EXERCISE OBJECTIVE:
Turn the records below, from their start through the line containing "box: [541, 214, 620, 337]", into a Markdown table with the columns Row and Text, numbering each line and skipping blank lines. Omit the pictures.

(Dataset entries)
################

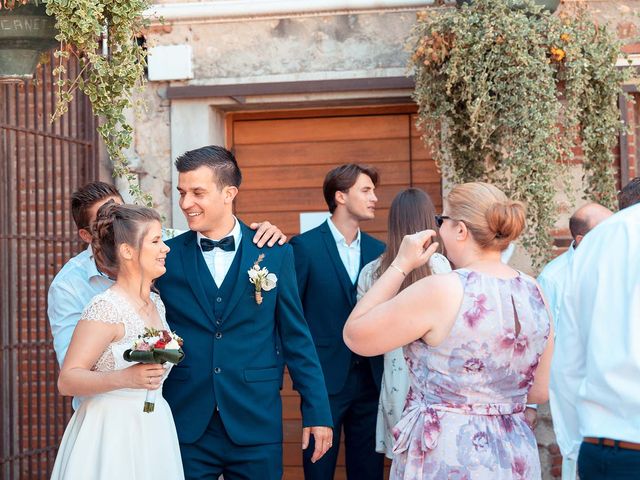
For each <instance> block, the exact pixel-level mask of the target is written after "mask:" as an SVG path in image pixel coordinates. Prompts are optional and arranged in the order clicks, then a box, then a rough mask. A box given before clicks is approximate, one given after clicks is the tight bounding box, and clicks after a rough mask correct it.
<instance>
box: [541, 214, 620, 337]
mask: <svg viewBox="0 0 640 480" xmlns="http://www.w3.org/2000/svg"><path fill="white" fill-rule="evenodd" d="M611 215H613V212H612V211H611V210H609V209H608V208H606V207H603V206H602V205H600V204H598V203H587V204H586V205H583V206H582V207H580V208H579V209H578V210H576V211H575V212H574V213H573V215H571V218H570V219H569V230H570V231H571V237H572V238H573V242H572V243H571V245H570V246H569V248H568V249H567V251H566V252H564V253H563V254H562V255H559V256H558V257H556V258H555V259H553V260H552V261H550V262H549V263H548V264H547V266H546V267H544V269H543V270H542V272H541V273H540V275H539V276H538V283H539V284H540V287H542V291H543V292H544V295H545V297H546V299H547V303H548V304H549V309H550V310H551V313H552V314H553V321H554V327H555V328H556V329H557V328H558V316H559V315H558V314H559V310H560V303H561V302H562V295H563V291H564V287H565V284H566V281H565V280H566V275H567V272H568V270H569V268H570V266H571V261H572V259H573V254H574V252H575V249H576V248H578V245H580V242H582V239H583V238H584V236H585V235H586V234H587V233H589V231H590V230H591V229H592V228H594V227H595V226H596V225H598V224H599V223H600V222H602V221H603V220H606V219H607V218H609V217H610V216H611ZM556 331H557V330H556Z"/></svg>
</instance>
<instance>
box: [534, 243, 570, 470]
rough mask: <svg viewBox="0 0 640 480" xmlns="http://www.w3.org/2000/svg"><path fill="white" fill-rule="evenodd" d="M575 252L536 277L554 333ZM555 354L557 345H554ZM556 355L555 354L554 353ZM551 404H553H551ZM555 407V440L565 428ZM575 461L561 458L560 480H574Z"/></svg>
mask: <svg viewBox="0 0 640 480" xmlns="http://www.w3.org/2000/svg"><path fill="white" fill-rule="evenodd" d="M574 252H575V247H574V244H573V243H572V244H571V245H570V246H569V248H568V249H567V251H566V252H564V253H563V254H562V255H559V256H557V257H556V258H554V259H553V260H551V261H550V262H549V263H548V264H547V265H546V266H545V267H544V269H543V270H542V272H540V275H539V276H538V283H539V284H540V287H541V288H542V291H543V293H544V296H545V298H546V300H547V304H548V305H549V310H550V311H551V314H552V316H553V326H554V332H556V336H557V331H558V320H559V317H560V307H561V305H562V300H563V297H564V289H565V287H566V285H567V275H568V274H569V269H570V268H571V263H572V261H573V254H574ZM556 352H557V344H556ZM556 354H557V353H556ZM552 403H553V402H552ZM553 407H556V406H555V405H552V412H551V415H552V418H553V431H554V432H555V434H556V438H566V437H567V428H566V426H565V422H564V419H563V418H562V411H561V410H559V409H558V408H557V407H556V408H553ZM577 467H578V465H577V462H576V459H575V458H573V456H571V457H569V456H566V455H565V456H563V457H562V480H575V479H576V473H577V470H578V468H577Z"/></svg>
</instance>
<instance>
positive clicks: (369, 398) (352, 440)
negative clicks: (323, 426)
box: [302, 359, 384, 480]
mask: <svg viewBox="0 0 640 480" xmlns="http://www.w3.org/2000/svg"><path fill="white" fill-rule="evenodd" d="M379 396H380V394H379V392H378V389H377V388H376V385H375V382H374V381H373V376H372V374H371V368H370V366H369V362H368V361H366V360H364V359H354V361H353V362H352V364H351V368H350V369H349V375H348V377H347V381H346V382H345V386H344V388H343V389H342V391H341V392H340V393H338V394H335V395H329V403H330V405H331V414H332V416H333V447H331V448H330V449H329V451H327V453H325V454H324V456H323V457H322V458H321V459H320V460H318V461H317V462H316V463H311V456H312V454H313V448H314V444H313V437H312V440H311V443H310V445H309V447H308V448H307V449H306V450H304V452H303V456H302V459H303V464H304V478H305V479H306V480H332V479H333V475H334V473H335V469H336V461H337V460H338V452H339V449H340V435H341V431H342V429H343V428H344V437H345V439H344V446H345V463H346V465H347V478H348V479H349V480H382V477H383V468H384V456H383V455H382V454H381V453H376V451H375V449H376V419H377V416H378V398H379Z"/></svg>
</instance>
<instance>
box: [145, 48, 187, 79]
mask: <svg viewBox="0 0 640 480" xmlns="http://www.w3.org/2000/svg"><path fill="white" fill-rule="evenodd" d="M147 55H148V57H147V67H148V69H149V80H150V81H152V82H153V81H163V80H188V79H190V78H193V62H192V54H191V45H186V44H185V45H159V46H157V47H151V48H149V51H148V52H147Z"/></svg>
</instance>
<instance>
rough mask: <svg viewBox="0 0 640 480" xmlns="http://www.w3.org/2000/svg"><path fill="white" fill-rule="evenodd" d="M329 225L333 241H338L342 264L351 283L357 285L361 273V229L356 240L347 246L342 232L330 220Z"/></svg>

################

SOLUTION:
| Row | Text |
|---|---|
| 1 | For each <instance> block, the exact pixel-level mask of the target is written after "mask:" as an SVG path in image pixel coordinates. Prompts are optional and arranged in the order clicks, then a box, then a rough mask. A box given before clicks is approximate, one given after clicks is the tight bounding box, and clicks after a rough mask correct it. |
| 2 | <instance> |
| 3 | box: [541, 214, 620, 337] |